#### [Task to complete]
Count the lines in the entries below that contain the string "coordinates", matching case exactly, and reply with only that number.

[Start of Input records]

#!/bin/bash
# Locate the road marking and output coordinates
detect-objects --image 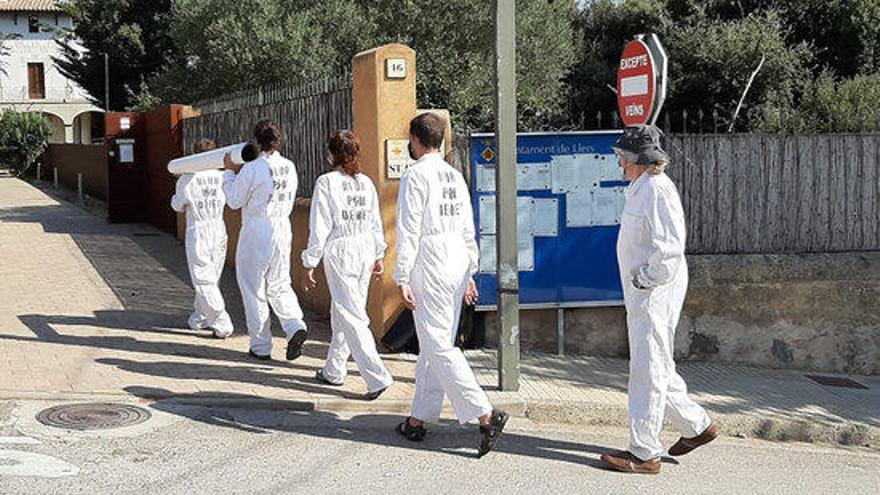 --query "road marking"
[0,450,79,478]
[0,437,40,445]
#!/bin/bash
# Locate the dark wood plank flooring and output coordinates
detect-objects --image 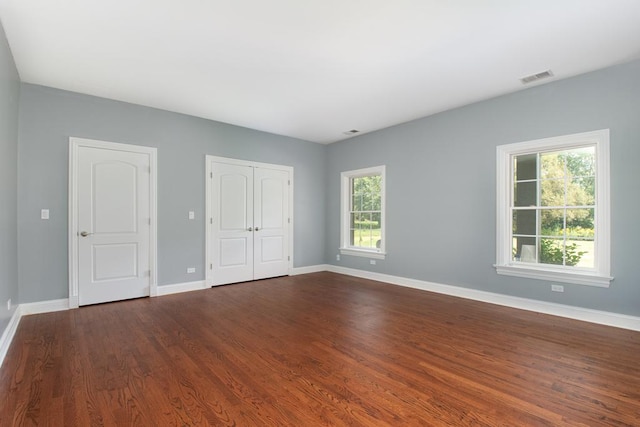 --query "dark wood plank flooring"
[0,273,640,426]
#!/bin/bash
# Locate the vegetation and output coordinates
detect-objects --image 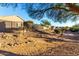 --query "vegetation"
[70,25,79,32]
[41,20,51,26]
[24,21,34,30]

[End of Input records]

#### [Output for this task]
3